[Extracted information — start]

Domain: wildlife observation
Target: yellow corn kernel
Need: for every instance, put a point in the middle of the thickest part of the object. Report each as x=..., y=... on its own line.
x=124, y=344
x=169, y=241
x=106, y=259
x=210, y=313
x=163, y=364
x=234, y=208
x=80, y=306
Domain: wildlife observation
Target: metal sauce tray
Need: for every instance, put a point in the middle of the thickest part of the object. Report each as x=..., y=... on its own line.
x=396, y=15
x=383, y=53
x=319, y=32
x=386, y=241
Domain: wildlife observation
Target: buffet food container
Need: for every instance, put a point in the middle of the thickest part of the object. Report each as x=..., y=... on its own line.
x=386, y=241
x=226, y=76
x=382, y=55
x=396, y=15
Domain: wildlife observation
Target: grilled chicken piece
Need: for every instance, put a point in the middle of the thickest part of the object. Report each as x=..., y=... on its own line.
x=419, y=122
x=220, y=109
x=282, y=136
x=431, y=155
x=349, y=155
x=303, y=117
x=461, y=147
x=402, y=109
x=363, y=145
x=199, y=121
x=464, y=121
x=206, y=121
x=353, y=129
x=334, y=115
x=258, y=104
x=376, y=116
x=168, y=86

[Extracted information — finish]
[Extracted information — start]

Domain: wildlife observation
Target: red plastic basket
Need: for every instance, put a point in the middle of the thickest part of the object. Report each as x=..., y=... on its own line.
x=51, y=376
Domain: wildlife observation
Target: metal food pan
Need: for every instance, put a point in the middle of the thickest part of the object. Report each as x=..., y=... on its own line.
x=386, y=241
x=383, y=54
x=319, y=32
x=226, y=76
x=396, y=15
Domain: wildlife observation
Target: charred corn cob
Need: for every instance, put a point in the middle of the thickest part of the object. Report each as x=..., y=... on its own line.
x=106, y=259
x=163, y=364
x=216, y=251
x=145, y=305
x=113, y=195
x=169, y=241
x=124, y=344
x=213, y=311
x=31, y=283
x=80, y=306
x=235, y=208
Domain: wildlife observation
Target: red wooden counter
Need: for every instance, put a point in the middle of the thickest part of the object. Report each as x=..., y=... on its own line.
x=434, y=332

[Extracted information — finish]
[Extracted information — start]

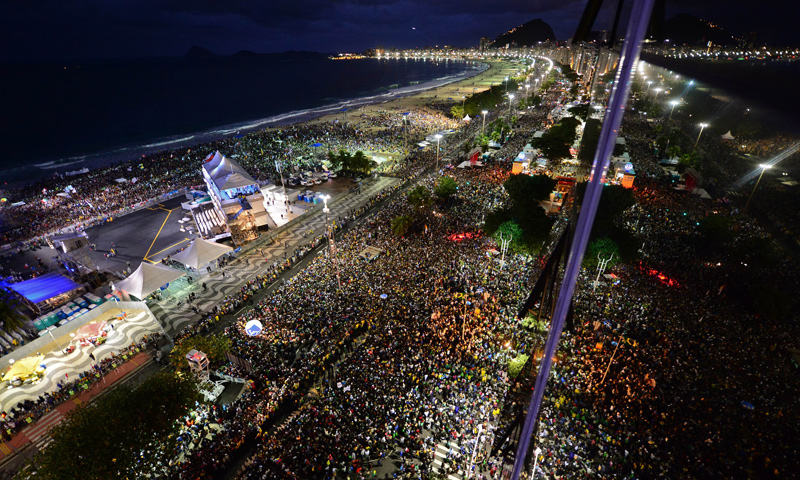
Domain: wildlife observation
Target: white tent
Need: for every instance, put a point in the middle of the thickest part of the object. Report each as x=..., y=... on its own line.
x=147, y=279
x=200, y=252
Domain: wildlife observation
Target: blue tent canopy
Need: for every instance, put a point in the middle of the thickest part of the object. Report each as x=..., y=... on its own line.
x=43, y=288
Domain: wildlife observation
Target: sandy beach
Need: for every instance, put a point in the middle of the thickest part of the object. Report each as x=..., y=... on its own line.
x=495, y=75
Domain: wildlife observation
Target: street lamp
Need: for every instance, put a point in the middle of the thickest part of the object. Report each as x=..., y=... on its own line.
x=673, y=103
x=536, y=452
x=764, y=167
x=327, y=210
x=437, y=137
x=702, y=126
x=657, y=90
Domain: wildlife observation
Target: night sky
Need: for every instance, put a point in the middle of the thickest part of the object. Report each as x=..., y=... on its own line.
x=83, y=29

[Extracted information — finish]

**Brief:** Give back, exactly as written, the stretch from the line with "Target: blue tent canopy" through the line with "Target: sandy beach", and no other lines from the records above.

**The completed task:**
Target: blue tent canopy
Need: for every instance, put a point in the middle of the thickest part of the object. Report each as x=..., y=... on its own line.
x=43, y=288
Domain: wildlife observation
Target: sandy beach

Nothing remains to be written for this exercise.